## WHAT THE TASK ASKS
Reproduce every line from the one containing "Practice. Annotate every instance of the stainless steel gas" down through the one containing "x=433 y=206", substituting "cupboard door" for "cabinet door" and changing nothing else.

## INPUT FOR THIS TASK
▬▬▬▬▬▬

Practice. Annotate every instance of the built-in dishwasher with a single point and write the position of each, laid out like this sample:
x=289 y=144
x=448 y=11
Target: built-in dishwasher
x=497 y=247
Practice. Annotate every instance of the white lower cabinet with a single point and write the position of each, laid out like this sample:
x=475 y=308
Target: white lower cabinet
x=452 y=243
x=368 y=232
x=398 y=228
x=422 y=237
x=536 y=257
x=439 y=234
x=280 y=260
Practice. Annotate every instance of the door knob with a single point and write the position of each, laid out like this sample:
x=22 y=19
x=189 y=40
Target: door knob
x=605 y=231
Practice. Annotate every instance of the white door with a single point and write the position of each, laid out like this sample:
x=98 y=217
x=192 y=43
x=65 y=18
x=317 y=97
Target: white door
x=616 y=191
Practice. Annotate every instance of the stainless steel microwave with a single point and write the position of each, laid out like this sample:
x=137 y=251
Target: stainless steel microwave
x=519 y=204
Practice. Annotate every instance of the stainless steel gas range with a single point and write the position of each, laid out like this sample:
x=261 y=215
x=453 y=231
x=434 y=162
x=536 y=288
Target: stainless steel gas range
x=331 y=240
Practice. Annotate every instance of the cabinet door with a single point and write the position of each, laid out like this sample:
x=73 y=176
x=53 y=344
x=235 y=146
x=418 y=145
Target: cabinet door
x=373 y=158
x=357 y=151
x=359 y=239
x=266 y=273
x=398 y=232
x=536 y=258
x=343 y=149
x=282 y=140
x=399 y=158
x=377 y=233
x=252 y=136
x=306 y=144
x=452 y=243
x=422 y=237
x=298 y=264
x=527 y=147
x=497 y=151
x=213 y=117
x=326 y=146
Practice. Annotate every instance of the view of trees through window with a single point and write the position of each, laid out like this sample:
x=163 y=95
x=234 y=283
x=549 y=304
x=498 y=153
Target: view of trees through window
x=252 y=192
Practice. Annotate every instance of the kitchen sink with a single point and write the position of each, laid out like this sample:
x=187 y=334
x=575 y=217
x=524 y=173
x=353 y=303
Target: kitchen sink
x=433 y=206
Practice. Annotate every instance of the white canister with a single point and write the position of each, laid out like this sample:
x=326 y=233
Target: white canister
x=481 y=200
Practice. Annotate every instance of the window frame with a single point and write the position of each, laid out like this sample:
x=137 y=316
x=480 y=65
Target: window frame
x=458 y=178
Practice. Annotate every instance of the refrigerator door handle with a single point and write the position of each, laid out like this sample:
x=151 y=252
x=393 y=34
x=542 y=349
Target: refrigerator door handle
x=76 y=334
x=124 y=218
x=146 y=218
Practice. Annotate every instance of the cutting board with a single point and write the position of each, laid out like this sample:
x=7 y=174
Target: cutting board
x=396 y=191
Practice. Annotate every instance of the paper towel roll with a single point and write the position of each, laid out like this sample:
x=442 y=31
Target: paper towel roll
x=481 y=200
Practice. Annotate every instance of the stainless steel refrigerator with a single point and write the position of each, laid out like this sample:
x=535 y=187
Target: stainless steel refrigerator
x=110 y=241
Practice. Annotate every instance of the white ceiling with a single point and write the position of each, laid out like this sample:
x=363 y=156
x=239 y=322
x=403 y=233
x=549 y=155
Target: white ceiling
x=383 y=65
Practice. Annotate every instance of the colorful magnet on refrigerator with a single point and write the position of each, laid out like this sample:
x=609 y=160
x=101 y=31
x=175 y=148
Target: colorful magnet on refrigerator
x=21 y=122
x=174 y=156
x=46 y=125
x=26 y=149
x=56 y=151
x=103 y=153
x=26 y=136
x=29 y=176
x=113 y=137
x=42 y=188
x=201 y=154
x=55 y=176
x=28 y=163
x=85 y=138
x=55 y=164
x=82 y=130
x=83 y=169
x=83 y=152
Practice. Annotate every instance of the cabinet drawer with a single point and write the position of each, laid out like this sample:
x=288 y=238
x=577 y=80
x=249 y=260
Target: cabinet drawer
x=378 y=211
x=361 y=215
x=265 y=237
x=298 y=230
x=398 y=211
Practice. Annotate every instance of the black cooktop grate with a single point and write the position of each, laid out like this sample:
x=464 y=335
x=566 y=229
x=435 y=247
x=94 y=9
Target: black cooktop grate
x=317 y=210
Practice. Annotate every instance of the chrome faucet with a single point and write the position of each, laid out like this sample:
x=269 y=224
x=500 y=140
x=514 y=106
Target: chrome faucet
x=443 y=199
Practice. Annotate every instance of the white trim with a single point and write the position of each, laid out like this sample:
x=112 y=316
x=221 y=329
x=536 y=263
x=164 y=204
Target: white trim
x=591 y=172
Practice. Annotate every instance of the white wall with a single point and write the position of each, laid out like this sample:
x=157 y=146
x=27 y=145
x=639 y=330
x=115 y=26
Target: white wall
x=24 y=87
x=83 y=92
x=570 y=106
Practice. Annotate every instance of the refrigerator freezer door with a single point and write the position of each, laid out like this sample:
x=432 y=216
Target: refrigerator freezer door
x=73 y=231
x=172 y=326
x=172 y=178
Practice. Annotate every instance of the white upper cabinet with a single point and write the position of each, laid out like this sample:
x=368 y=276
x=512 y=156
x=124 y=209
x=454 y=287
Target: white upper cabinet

▬▬▬▬▬▬

## SOLUTION FOR THIS EXERCISE
Practice. Annotate every instance of the stainless steel gas range with a single point and write the position of each, laid out like this sample:
x=261 y=215
x=453 y=231
x=434 y=162
x=536 y=288
Target: stainless steel gas range
x=331 y=240
Practice. Annotate every instance of the cupboard door with a single point and write the position of each, laid out like this sample:
x=73 y=176
x=53 y=344
x=235 y=146
x=418 y=145
Target: cupboard door
x=373 y=158
x=357 y=151
x=359 y=239
x=266 y=273
x=398 y=232
x=536 y=258
x=343 y=149
x=282 y=140
x=399 y=158
x=377 y=233
x=252 y=136
x=306 y=144
x=452 y=243
x=422 y=237
x=298 y=264
x=527 y=147
x=497 y=151
x=213 y=117
x=326 y=146
Practice. Annotate every instance of the view of trees through window with a single point and write the position of each, laid out like this sample:
x=163 y=95
x=234 y=283
x=549 y=304
x=498 y=153
Target: view of trees through window
x=252 y=192
Practice. Annotate every instance of the kitchen sink with a single point and write the position of each, laid out like this sample:
x=187 y=334
x=575 y=217
x=524 y=173
x=353 y=303
Target: kitchen sink
x=433 y=206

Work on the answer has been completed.